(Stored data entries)

····················

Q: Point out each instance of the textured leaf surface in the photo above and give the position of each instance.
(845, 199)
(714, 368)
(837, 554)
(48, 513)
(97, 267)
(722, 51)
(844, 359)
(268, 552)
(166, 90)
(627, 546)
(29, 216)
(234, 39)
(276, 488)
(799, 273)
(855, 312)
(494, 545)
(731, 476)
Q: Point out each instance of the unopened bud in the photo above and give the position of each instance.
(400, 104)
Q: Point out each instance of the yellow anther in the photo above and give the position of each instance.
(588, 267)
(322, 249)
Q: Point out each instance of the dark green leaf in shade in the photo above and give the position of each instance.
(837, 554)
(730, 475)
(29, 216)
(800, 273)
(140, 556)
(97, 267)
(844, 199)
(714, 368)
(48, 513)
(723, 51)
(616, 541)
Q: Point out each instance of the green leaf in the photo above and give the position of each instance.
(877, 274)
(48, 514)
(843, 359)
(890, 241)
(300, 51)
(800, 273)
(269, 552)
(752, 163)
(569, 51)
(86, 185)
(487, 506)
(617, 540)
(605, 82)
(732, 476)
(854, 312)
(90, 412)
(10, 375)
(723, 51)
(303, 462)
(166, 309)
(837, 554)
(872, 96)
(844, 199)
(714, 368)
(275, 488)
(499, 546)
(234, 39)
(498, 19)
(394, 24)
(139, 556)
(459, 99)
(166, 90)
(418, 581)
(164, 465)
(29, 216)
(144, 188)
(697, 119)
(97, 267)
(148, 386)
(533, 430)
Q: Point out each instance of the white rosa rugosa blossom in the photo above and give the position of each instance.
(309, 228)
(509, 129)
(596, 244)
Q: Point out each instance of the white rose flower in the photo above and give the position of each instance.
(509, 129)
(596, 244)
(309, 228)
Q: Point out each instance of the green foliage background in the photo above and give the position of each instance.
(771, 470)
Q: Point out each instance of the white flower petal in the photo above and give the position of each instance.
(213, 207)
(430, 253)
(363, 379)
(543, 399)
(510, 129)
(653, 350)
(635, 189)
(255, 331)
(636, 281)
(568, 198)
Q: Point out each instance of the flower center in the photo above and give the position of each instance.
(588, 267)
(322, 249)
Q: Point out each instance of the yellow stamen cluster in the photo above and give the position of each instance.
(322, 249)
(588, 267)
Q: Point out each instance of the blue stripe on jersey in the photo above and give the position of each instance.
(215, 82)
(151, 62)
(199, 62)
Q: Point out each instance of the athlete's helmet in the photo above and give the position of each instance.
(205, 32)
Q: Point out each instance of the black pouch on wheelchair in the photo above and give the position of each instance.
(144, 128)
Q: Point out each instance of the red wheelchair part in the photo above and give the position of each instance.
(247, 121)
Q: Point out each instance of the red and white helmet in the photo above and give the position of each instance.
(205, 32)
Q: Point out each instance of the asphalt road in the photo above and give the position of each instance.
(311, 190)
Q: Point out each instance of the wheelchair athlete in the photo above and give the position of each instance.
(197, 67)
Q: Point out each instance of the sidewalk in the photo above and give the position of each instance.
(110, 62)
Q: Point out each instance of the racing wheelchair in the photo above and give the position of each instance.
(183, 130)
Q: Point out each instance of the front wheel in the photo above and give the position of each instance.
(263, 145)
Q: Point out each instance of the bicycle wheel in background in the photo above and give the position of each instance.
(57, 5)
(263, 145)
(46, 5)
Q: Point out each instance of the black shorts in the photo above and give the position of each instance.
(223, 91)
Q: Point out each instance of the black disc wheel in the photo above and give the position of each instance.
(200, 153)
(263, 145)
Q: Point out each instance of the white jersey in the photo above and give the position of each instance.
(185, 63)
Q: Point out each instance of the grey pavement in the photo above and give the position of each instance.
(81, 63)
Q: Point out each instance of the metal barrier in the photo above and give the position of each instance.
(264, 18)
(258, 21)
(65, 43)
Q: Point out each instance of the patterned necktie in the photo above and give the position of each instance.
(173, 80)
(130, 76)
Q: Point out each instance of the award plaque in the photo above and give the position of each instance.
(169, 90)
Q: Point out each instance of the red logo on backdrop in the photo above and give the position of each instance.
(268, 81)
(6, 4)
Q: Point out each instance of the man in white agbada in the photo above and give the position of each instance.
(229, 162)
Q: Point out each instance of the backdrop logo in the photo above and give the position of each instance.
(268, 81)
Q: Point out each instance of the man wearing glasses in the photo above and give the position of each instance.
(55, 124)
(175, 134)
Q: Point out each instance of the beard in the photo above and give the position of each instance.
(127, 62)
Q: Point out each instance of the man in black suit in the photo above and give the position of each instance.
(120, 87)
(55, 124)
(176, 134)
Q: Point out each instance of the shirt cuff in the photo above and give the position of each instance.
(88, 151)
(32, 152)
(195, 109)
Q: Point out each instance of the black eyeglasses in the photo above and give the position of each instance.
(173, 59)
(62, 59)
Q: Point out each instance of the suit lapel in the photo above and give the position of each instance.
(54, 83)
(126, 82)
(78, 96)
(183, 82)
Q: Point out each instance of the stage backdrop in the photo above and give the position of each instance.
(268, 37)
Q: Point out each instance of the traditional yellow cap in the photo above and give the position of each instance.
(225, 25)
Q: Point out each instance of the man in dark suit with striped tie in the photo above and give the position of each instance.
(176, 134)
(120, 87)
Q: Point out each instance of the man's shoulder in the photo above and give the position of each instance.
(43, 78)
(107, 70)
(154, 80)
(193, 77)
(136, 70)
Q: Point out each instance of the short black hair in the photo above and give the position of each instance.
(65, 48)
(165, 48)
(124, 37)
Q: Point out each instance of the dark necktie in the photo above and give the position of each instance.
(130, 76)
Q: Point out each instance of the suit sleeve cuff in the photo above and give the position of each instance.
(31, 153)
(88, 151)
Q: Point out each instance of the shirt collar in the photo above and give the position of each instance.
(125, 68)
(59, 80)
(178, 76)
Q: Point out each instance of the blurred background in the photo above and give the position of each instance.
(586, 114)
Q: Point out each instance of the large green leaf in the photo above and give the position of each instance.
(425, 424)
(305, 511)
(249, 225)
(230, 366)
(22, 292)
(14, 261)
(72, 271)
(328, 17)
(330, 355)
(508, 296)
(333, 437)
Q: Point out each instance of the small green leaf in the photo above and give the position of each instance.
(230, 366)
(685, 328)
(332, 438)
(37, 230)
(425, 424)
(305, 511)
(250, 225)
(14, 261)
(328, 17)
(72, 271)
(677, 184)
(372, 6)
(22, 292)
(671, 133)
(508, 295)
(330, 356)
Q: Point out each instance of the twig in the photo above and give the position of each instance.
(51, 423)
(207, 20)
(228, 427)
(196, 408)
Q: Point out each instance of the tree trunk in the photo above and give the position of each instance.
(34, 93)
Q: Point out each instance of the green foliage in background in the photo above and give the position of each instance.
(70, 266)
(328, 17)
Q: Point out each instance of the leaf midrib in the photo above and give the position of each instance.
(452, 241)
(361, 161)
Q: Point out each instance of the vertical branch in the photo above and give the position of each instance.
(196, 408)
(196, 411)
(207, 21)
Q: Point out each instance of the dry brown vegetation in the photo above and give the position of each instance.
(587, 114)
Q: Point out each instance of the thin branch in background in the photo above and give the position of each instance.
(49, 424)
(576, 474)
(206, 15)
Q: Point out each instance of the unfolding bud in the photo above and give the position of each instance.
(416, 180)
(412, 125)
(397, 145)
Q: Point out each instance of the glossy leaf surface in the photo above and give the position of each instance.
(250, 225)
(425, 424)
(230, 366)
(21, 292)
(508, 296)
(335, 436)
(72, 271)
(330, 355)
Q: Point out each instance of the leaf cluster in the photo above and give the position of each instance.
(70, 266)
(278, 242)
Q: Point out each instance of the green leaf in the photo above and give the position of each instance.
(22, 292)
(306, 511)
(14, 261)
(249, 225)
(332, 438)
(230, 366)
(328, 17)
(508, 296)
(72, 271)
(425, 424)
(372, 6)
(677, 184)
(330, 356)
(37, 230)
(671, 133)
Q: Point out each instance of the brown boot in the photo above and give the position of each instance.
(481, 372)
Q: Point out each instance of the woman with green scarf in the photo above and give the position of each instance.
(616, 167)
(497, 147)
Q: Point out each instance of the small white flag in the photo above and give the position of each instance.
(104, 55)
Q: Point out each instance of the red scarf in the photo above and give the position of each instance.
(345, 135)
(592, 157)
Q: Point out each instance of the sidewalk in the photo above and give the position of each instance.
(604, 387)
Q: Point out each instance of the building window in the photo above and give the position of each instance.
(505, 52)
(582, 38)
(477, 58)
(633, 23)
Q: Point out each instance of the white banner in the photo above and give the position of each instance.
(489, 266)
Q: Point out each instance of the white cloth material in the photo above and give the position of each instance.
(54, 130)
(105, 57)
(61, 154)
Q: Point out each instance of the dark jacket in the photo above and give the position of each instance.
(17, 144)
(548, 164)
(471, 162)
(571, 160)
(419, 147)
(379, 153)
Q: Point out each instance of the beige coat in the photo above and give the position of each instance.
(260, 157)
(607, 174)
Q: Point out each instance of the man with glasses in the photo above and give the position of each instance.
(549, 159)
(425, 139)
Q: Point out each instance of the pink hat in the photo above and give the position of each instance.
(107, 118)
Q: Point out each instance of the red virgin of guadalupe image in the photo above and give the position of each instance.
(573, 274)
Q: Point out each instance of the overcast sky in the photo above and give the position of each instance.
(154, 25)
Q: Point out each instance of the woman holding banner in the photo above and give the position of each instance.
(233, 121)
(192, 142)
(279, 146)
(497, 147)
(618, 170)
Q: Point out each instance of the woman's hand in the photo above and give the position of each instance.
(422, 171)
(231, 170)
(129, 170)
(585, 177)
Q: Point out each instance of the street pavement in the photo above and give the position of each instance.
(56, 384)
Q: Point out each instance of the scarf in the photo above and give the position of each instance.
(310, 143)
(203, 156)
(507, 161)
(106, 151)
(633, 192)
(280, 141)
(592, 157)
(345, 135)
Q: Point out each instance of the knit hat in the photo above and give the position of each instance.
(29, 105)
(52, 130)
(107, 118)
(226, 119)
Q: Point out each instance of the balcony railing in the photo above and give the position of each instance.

····················

» **Description of the task**
Please return the span of lines above that opens with the one containing "Q: Point out each instance of the scarf" and closes with the final line, both included, exactly as written and nothing more.

» **Output of the task**
Q: Point out each instance of the scarf in the photo above and give the position of each instance.
(310, 143)
(203, 156)
(507, 161)
(106, 151)
(633, 192)
(280, 141)
(592, 157)
(345, 135)
Q: Point out each instance of the knit hat in the photo above and give the position of each instance.
(29, 105)
(52, 130)
(107, 118)
(226, 119)
Q: Point out each instance of the balcony railing in the photo above and give the position of each instance.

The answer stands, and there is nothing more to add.